> **Requests**
A. Summarize the forum post about the LongReads parse_feeds code in two sentences.
B. Continue the forum post about the LongReads parse_feeds code from the point where it stops.

> **Source**

--- BEGIN ---

It then extracts the links on this page and tries to append them to the feeds list. The code is as follows:

Code:

 
    def parse_feeds(self):
    feeds = super(LongReads, self).parse_feeds()

    for articles in feeds:
      section = articles.title
      for article in articles:
        if article.url and 'longreads.com' in article.url:
          raw = browser().open_novisit(article.url).read()
          soup = BeautifulSoup(raw)
          newArticles = []
          for item in soup.findAll('a', attrs={'target': '_blank'}):
            if item.parent.name == 'h3':
              newArt = {}
              newArt['title'] = item.string
              newArt['url'] = item['href']
              newArticles.append(newArt)          
          feeds.append((section, newArticles))
    return feeds

An example of the page being downloaded can be seen here: https://longreads.com/2023/04/21/the...-the-week-462/

The links are extracted correctly, the issue is that I always get the error 'tuple' object has no attribute 'title'. The example I base it on is obviously old, but I also see several newer recipies where it works to use the append function for the feed.

Outputting the feeds array shows this (excerpt), so obviously the links are added incorrectly:

Code:

____________________
Title       : SolarWinds: The Untold Story of the Boldest Supply-Chain Hack
URL         : https://www.wired.com/story/the-untold-story-of-solarwinds-the-boldest-supply-chain-hack-ever/
Author      : Kim Zetter
Summary     : The attackers were i...

--- END ---

> **Data entries**

--- BEGIN ---

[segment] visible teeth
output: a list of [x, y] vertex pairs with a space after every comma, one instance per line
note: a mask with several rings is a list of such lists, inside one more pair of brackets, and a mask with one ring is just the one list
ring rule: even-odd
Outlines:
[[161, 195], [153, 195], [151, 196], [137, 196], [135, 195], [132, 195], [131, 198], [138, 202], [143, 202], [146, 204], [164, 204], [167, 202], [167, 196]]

--- END ---

> **Answers**
A. The poster's code extracts the links from a Longreads page and tries to append them to the feeds list. The links are extracted correctly, but the poster always gets the error 'tuple' object has no attribute 'title', and printing the feeds array shows the links are being added incorrectly.

B.
Date        : Tue, 02 May, 2023 12:00
TOC thumb   : None
Has content : False

, ('section', [{'title': '1. A Trucker’s Kidnapping, a Suspicious Ransom, and a Colorado Family’s Perilous Quest for Justice', 'url': 'https://www.5280.com/a-truckers-kidnapping-a-suspicious-ransom-and-a-colorado-familys-perilous-quest-for-justice/?src=longreads'},

I have also tried to create an array of Feed objects, when I use the append function it then complains that 'Feed' object has no attribute 'articles'.'

Grateful for any help with this, there is obviously something simple that I cannot see...

kovidgoyal · 05-05-2023, 11:57 PM

feeds is a list of Feed objects. The form (title, list of feeds) is used in parse_index() not parse_feeds().

leader_montanus · 05-06-2023, 03:51 PM

Quote:

Originally Posted by kovidgoyal

feeds is a list of Feed objects. The form (title, list of feeds) is used in parse_index() not parse_feeds().

Thanks for the quick response and for pointing me in the right direction, shows why it's worth supporting Calibre! This should also teach me not to program at night when I'm tired

The code that works in the end looks like this, using the built in feeds_from_index function to create feed objects:

Code:

# subclass parse_feeds and then add the links from the Long Reads HTML page to the feeds list
  def parse_feeds(self):
    feeds = super(LongReads, self).parse_feeds()

# Loop through existing articles until hit on the one from Long Reads website
    newArticles = []
    for curfeed in feeds:
      for a, curarticle in enumerate(curfeed.articles):
        
# found the Long Reads page, extract links and summary using standard BS function
        if curarticle.url and 'longreads.com' in curarticle.url:
          raw = browser().open_novisit(curarticle.url).read()
          soup = BeautifulSoup(raw)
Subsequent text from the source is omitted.